» **TEXTAUSZUG**:
:::
Bottrop. Warum Bottrop ein Modekaufhaus braucht, Fußgängerzonen out sind und er die Mitarbeiter hält: Sinn-Chef Friedrich Göbel im Interview
Aus Mensing wird Sinn. Dass die Hagener Modekette jetzt das insolvente Bottroper Stammhaus und die sechs weiteren Filialen übernimmt, kommt nicht aus heiterem Himmel. Mensing steckte seit Längerem in Schwierigkeiten und die Sinn GmbH befindet sich nach überstandener Insolvenz seit einiger Zeit auf Expansionskurs. Das Angebot bei beiden sei ähnlich – und Mensing habe Potenzial sagt Friedrich Göbel. Mit dem Sinn-Sprecher sprach Dirk Aschendorf.
Sie setzen mitten in der Pandemie in der alle nur noch von Online reden auf stationären Einzelhandel und expandieren sogar. Warum?
F.G.: Es gibt auch eine Zeit nach der Pandemie und eine mittelgroße Stadt wie Bottrop braucht einen vernünftigen Einzelhandel, Gastronomie, kurz: einen guten Mix an Nahversorgung und dazu gehört auch Bekleidung. Und Sinn hat trotz Expansion keine Schulden, sonst hätten wir das nicht gemacht. Wir sind derzeit auch noch an anderen Orten der Region in Gesprächen. Online sehe ich als intelligente Ergänzung, zur Kundenpflege und –bindung, wie zum Beispiel durch unsere ständig erweiterte Sinn-App mit ihren bereits 100.000 Downloads. Online ist mehr als ein elektronischer Warenkatalog und simpler Internet-Shop.
Sie übernehmen Mensing komplett, mit allen Mitarbeitern. Einsparungen sind also kein Thema?
Nein und ja. Die etwa 27 Beschäftigten der Mensing-Holding, also der Verwaltung, übernehmen wir nicht. Da sind wir in Hagen gut aufgestellt. Die übrigen rund 255, übrigens sehr guten, Mitarbeiterinnen und Mitarbeiter in allen Filialen bleiben. Gutes Personal einzusparen und damit auf Service und Kompetenz zu verzichten, das wäre sicher falsch. Und wir sind ja gekommen, um zu bleiben, das gilt auch für unser Team. Wer sich gut und sicher fühlt, wird auch gut verkaufen. Das sage ich auch nächste Woche bei meinem Besuch in Bottrop.
Haben Sie die Immobilien übernommen?
Nein, die waren auch vorher nicht im Mensing-Besitz. Aber wir haben neue Mietverträge abgeschlossen.
Langfristige?
Zwischen fünf und 15 Jahren. Das hing auch immer vom Eigentümer ab. In Bottrop sind es glaube ich zehn Jahre.
Wird Mensing ab Januar komplett umgekrempelt? Was ändert sich für die Kunden?
:::
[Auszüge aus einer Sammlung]
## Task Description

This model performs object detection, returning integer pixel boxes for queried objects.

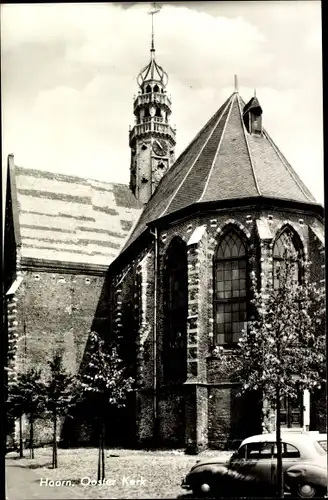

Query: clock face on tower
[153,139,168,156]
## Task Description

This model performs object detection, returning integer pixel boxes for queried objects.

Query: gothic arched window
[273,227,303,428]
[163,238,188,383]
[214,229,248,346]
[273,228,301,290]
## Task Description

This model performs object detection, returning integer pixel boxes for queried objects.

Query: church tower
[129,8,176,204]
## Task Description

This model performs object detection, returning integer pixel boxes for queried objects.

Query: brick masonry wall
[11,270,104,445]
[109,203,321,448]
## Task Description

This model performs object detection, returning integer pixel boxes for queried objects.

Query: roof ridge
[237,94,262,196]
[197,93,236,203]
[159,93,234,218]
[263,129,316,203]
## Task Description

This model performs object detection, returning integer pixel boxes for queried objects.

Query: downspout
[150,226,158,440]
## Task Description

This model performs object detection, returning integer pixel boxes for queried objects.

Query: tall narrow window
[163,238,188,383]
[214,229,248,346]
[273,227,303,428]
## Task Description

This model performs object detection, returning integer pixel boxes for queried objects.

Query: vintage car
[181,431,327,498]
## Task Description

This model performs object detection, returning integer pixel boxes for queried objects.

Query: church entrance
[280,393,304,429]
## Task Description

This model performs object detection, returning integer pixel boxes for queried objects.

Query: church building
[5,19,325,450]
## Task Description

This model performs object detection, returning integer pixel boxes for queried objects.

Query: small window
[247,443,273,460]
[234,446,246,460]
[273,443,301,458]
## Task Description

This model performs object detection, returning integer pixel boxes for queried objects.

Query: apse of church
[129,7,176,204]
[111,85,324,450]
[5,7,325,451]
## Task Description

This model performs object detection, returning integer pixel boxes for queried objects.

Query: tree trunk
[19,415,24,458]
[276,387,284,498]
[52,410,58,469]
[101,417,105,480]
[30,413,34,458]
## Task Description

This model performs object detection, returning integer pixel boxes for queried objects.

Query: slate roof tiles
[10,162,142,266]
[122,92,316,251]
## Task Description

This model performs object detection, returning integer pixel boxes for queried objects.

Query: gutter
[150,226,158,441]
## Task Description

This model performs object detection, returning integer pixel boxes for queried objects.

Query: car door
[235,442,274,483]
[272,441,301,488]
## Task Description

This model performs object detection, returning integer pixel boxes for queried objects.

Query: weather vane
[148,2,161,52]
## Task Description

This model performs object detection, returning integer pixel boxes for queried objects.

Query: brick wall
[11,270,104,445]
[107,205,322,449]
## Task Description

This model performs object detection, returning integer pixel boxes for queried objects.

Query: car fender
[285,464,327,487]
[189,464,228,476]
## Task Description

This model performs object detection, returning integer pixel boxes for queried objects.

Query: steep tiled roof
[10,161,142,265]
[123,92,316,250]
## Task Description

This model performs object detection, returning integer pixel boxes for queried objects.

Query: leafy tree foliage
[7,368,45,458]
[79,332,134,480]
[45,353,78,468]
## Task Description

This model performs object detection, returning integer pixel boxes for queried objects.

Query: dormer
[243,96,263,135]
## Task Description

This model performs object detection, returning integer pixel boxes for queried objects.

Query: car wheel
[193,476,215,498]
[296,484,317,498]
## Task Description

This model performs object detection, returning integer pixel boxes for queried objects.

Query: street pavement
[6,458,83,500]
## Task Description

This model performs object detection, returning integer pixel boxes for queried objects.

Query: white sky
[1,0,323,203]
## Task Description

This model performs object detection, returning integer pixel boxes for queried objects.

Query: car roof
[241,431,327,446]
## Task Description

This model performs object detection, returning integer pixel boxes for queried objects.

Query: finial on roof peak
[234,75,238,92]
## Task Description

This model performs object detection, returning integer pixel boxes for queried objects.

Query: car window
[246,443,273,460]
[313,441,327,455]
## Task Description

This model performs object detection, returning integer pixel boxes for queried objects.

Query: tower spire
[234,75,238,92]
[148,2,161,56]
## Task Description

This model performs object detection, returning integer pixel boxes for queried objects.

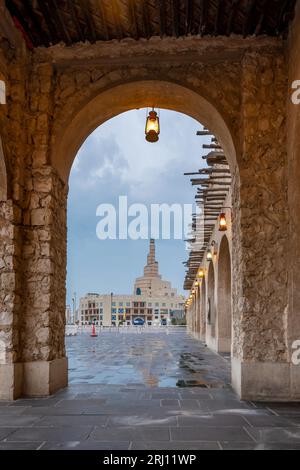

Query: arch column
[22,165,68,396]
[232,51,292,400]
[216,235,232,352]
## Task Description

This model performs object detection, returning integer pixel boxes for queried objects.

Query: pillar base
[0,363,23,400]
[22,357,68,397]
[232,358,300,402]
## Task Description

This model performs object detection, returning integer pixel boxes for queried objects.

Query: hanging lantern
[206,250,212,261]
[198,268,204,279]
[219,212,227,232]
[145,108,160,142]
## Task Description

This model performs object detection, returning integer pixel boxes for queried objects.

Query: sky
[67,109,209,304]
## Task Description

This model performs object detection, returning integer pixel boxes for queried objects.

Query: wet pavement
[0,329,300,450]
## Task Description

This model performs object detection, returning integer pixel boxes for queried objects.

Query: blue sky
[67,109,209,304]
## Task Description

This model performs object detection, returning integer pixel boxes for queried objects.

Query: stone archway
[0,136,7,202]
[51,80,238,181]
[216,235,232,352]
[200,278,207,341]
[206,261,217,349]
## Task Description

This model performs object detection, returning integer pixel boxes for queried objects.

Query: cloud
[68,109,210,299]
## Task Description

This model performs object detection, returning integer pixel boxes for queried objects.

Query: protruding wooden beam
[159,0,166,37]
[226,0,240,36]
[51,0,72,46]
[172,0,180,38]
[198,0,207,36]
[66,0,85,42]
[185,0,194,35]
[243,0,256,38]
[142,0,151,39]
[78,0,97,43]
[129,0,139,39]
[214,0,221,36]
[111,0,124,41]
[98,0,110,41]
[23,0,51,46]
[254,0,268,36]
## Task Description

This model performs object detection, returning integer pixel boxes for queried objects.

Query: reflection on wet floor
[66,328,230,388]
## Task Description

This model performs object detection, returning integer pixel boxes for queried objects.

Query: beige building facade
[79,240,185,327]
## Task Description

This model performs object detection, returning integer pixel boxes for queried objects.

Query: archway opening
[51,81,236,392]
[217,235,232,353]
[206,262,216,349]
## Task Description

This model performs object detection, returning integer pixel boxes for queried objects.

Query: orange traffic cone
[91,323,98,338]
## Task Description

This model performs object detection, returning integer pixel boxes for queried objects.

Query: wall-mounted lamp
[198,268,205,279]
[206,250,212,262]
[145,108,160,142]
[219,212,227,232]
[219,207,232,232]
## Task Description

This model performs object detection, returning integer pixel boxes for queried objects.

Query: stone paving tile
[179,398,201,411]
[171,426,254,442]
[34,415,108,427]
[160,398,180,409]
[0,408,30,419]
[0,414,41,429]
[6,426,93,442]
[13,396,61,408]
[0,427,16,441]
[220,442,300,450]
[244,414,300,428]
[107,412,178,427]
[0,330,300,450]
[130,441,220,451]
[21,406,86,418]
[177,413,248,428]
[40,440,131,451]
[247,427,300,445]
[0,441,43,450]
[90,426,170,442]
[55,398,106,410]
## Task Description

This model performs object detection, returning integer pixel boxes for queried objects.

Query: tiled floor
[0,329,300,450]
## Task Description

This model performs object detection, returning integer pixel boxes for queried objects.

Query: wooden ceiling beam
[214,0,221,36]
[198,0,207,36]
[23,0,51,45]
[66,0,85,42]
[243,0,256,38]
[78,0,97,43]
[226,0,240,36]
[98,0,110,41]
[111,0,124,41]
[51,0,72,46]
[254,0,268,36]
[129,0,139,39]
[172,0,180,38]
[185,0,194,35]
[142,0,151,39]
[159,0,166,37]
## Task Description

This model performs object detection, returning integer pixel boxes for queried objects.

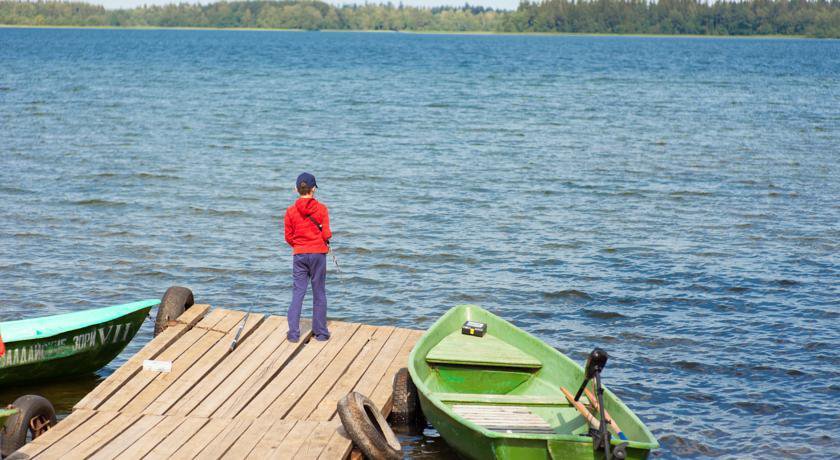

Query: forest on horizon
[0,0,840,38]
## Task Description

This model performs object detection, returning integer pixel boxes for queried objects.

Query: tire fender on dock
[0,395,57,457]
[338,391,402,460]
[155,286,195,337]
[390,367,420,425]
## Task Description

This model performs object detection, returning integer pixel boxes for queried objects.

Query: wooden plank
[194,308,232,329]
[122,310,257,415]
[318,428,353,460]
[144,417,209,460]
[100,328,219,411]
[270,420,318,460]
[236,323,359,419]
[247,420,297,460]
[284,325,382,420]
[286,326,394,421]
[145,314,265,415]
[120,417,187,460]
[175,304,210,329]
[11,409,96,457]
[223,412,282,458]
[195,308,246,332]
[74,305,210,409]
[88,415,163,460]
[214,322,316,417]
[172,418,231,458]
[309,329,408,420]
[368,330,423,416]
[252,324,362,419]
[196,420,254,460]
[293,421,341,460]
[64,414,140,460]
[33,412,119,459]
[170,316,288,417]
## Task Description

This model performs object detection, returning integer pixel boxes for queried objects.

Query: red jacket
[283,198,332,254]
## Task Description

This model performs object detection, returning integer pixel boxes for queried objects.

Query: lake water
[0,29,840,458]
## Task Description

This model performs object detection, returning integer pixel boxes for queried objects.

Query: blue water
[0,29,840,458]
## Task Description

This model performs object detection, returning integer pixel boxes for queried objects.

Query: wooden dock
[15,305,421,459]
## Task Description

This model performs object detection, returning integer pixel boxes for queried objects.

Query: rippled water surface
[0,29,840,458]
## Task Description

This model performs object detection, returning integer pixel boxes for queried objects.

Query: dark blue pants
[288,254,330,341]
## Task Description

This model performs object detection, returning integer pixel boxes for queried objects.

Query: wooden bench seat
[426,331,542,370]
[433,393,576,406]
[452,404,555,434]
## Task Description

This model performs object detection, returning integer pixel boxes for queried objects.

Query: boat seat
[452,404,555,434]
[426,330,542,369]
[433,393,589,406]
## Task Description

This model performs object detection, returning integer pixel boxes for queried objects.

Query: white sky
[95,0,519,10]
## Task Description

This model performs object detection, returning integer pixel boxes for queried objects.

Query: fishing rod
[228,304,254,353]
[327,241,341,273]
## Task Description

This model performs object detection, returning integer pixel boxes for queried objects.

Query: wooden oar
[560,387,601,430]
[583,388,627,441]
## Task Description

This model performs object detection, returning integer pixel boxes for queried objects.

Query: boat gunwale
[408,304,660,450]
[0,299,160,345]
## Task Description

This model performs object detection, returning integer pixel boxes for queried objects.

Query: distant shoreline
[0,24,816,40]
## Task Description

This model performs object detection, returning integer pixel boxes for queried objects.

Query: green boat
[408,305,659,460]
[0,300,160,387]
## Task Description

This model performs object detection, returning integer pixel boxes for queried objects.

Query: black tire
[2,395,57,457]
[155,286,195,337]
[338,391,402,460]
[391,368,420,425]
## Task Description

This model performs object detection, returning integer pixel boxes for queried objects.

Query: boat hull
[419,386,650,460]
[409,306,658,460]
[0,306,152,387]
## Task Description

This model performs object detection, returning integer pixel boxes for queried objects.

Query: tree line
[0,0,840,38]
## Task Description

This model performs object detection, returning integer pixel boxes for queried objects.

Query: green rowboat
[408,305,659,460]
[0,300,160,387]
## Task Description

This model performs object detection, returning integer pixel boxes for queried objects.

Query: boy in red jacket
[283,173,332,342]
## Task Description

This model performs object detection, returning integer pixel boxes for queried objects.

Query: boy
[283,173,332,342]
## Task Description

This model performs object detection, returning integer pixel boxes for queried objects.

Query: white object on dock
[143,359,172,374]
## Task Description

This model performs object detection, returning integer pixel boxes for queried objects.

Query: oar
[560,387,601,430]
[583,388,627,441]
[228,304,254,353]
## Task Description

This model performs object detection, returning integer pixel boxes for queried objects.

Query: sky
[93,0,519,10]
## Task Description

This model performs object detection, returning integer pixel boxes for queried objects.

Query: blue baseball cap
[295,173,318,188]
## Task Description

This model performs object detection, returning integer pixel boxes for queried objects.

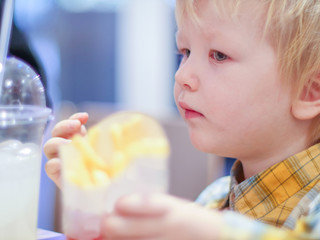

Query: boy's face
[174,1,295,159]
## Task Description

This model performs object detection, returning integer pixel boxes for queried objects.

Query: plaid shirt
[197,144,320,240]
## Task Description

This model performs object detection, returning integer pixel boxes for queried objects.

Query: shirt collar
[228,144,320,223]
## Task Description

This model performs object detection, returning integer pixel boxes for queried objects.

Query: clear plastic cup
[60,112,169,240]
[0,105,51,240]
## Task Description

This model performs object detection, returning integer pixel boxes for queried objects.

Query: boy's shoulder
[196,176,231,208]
:::
» **IHRE AUFGABEN**:
A – Wie viele Beschäftigte der Mensing-Holding übernimmt Sinn laut dem Interview zur Mensing-Übernahme nicht?
B – Schreiben Sie aus dem Interview zur Mensing-Übernahme den Abschnitt von „Zwischen fünf und“ bis einschließlich „für die Kunden?“ wortgetreu ab.

» **ERGEBNISSE**:
A – Etwa 27 Beschäftigte der Mensing-Holding, also der Verwaltung.

B –
Zwischen fünf und 15 Jahren. Das hing auch immer vom Eigentümer ab. In Bottrop sind es glaube ich zehn Jahre.
Wird Mensing ab Januar komplett umgekrempelt? Was ändert sich für die Kunden?